▶
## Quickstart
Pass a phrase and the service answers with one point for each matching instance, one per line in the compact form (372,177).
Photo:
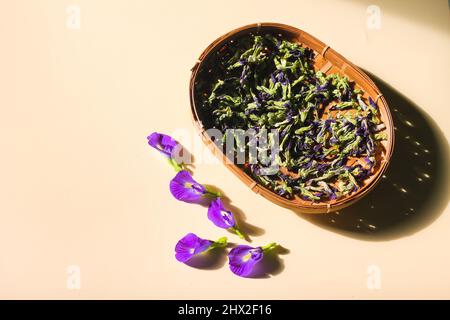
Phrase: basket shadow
(271,264)
(415,189)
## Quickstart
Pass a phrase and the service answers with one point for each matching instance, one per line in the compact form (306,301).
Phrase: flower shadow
(247,228)
(415,189)
(211,260)
(270,265)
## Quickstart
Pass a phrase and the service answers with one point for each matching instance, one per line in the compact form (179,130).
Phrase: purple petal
(219,215)
(189,246)
(184,188)
(243,258)
(162,142)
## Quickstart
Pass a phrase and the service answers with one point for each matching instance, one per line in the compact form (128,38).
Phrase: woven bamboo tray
(328,61)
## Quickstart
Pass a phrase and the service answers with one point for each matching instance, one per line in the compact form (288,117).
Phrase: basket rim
(325,50)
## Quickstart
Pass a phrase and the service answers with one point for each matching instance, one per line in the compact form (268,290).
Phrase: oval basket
(328,61)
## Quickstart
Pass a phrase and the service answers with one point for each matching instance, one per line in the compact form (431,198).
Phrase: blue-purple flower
(184,188)
(222,217)
(167,146)
(243,258)
(163,143)
(191,245)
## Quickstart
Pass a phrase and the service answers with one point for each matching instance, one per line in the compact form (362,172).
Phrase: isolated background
(81,190)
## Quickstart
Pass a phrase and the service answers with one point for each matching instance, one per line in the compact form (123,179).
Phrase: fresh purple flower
(166,145)
(184,188)
(163,143)
(223,218)
(191,245)
(243,258)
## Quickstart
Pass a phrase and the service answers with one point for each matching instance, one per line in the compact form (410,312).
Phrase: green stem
(239,233)
(270,246)
(220,243)
(177,167)
(212,194)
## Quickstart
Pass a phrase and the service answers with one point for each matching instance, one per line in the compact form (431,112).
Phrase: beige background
(79,185)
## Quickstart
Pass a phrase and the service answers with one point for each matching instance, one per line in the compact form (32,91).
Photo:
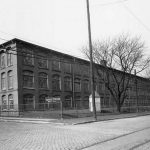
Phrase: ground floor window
(68,101)
(4,102)
(11,101)
(28,100)
(42,102)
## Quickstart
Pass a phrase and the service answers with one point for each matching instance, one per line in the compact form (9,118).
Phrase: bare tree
(121,55)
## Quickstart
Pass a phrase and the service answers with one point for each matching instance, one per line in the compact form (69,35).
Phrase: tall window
(77,85)
(43,80)
(2,61)
(86,86)
(10,80)
(28,57)
(28,79)
(67,84)
(4,102)
(3,81)
(28,101)
(68,101)
(43,63)
(67,67)
(56,65)
(9,59)
(11,101)
(56,83)
(42,98)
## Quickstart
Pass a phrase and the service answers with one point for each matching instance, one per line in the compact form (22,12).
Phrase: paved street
(129,133)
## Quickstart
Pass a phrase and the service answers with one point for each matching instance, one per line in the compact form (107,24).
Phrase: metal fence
(64,110)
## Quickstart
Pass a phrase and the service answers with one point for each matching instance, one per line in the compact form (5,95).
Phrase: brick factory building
(31,74)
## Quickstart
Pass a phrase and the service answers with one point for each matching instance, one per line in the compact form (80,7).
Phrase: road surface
(120,134)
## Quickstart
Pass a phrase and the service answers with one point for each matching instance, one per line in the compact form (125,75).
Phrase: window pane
(43,80)
(56,83)
(67,84)
(4,102)
(9,59)
(42,63)
(56,65)
(28,79)
(2,63)
(11,101)
(3,81)
(28,57)
(10,80)
(67,67)
(77,85)
(86,86)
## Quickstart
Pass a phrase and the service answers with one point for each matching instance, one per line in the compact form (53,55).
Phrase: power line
(137,18)
(110,3)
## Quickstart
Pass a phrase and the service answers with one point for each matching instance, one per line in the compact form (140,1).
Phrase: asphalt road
(121,134)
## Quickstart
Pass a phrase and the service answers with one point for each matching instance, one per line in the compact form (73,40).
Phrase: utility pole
(91,61)
(137,105)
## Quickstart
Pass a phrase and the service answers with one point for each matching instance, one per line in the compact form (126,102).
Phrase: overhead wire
(136,17)
(110,3)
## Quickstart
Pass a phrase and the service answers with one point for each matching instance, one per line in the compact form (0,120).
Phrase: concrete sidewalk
(74,121)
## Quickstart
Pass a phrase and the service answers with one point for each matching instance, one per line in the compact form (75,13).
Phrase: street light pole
(91,61)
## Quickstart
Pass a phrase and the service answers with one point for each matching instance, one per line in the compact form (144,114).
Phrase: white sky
(62,24)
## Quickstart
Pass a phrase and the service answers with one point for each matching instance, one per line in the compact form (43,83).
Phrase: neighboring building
(31,74)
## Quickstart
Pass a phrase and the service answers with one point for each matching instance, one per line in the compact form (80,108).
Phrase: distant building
(31,74)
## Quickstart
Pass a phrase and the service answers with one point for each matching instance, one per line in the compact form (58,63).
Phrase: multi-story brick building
(31,74)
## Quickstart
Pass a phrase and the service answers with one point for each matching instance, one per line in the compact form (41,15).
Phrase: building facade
(30,75)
◀
• [EXERCISE AIM]:
Pictures are not part of the copy; reproduce everything else in the records exactly.

• [FULL OUTPUT]:
## Quickstart
Pass a phrase and the service answers with one point for each matching instance, one per line in the compact form (372,177).
Photo:
Phrase: basket shadow
(271,264)
(415,189)
## Quickstart
Pass a phrase and the service answers with one point for each matching instance, one per line in the compact form (306,301).
Phrase: flower shadow
(247,228)
(415,189)
(211,260)
(270,265)
## Quickstart
Pass a phrase and the service answers with one point for each matching instance, one per line in the compact form (179,130).
Phrase: purple petal
(219,215)
(189,246)
(184,188)
(243,258)
(162,142)
## Quickstart
Pass a phrase and the service answers with one point for each matching instance, one per line in the compact form (128,38).
Phrase: woven bamboo tray
(328,61)
## Quickstart
Pass a phrase and the service answers with one point for each matching instance, one per line in the compact form (288,117).
Phrase: basket rim
(325,50)
## Quickstart
Pass a phrase and the service answers with one point for each matching instance, one per line in the compact form (268,290).
Phrase: oval basket
(328,61)
## Quickstart
Pass a phrase and the service answers with one point for each matching instance, one per line in the compact form (431,198).
Phrase: blue-purple flower
(184,188)
(222,217)
(167,146)
(243,258)
(163,143)
(191,245)
## Quickstart
Pass a phrase and the service answers with one point for each matching instance, one per line in the compact form (362,172).
Phrase: isolated background
(81,190)
## Quickstart
Pass a phrase and the service answers with one point for each matching instance, one per line in the compact form (123,179).
Phrase: fresh purple flower
(166,145)
(184,188)
(163,143)
(223,218)
(191,245)
(243,258)
## Quickstart
Pass a phrase and the service answers with one point for each matching instance, one per line in the compact form (410,312).
Phrase: green stem
(239,233)
(270,246)
(220,243)
(177,167)
(212,194)
## Quickstart
Pass a phrase and the service answers with one point for each matching instance, one per line in the compact form (431,112).
Phrase: beige background
(79,185)
## Quickstart
Pass a phrase and the service answers with one point for each matching instance, one per line in the compact form (32,91).
Photo:
Phrase: ground floor window
(68,101)
(4,102)
(11,101)
(28,100)
(42,102)
## Quickstart
Pass a phrase and the service answers with one point for each matching instance, one per line in the compact form (9,118).
Phrase: bare tree
(121,55)
## Quickstart
Pass a phrase and the service answers with one point for each matching instance, one per line in the compact form (69,35).
Phrase: tall window
(77,85)
(43,80)
(2,61)
(86,86)
(10,80)
(28,57)
(28,79)
(67,84)
(4,102)
(3,81)
(28,101)
(68,101)
(43,63)
(67,67)
(56,65)
(9,59)
(11,101)
(56,83)
(42,98)
## Quickstart
Pass a phrase and the service answers with one point for each matching instance, one per line in the compact form (22,12).
Phrase: paved street
(129,133)
## Quickstart
Pass a phrase and the service answers with one point for each matching instance, one per line in the compact form (107,24).
Phrase: metal fence
(64,110)
## Quickstart
Pass a phrase and the service answers with one point for each matching instance, one per line in the compact form (5,95).
Phrase: brick factory building
(31,74)
## Quickstart
Pass a phrase and the service answers with one point for each matching instance, one per line in the compact form (80,7).
Phrase: road surface
(120,134)
## Quickstart
Pass a phrase and the service answers with one point for each matching instance, one per line in the compact form (125,75).
Phrase: window pane
(43,80)
(56,83)
(67,84)
(4,102)
(9,59)
(42,63)
(56,65)
(28,79)
(2,63)
(11,101)
(3,81)
(28,57)
(10,80)
(67,67)
(77,85)
(86,86)
## Quickstart
Pass a phrase and the service answers with one point for each matching instance, one per line in the compact form (53,55).
Phrase: power line
(137,18)
(110,3)
## Quickstart
Pass a phrase and the service answers with one point for each matching instance, one per line in the compact form (140,1).
Phrase: asphalt road
(121,134)
## Quickstart
Pass a phrase and the service answers with one point for each matching instance, one per line in the compact form (73,40).
Phrase: utility pole
(91,61)
(137,105)
## Quickstart
Pass a phrase and the service answers with one point for each matching instance, one per line in the compact form (126,102).
Phrase: overhead wire
(136,17)
(110,3)
## Quickstart
Pass a phrase and the service answers with one point for each matching instance, one per line in the compact form (0,120).
Phrase: concrete sidewalk
(74,121)
## Quickstart
Pass a phrase and the service answers with one point for each matching instance, one per line in the compact form (75,13).
Phrase: street light pole
(91,61)
## Quickstart
Pass a phrase and the service answers with one point for each matching instance, one per line in the compact form (144,114).
Phrase: white sky
(62,24)
## Quickstart
Pass a phrase and the service answers with one point for each matching instance, one per line in the compact form (43,83).
Phrase: neighboring building
(31,74)
## Quickstart
Pass a phrase and the service answers with one point for each matching instance, one per line in the compact form (80,108).
Phrase: distant building
(31,74)
## Quickstart
Pass a phrase and the service answers with one point for each matching instance, one per line in the compact form (58,63).
Phrase: multi-story brick building
(31,74)
## Quickstart
Pass a phrase and the service answers with one point for each matching instance, one per line in the compact form (41,15).
Phrase: building facade
(30,75)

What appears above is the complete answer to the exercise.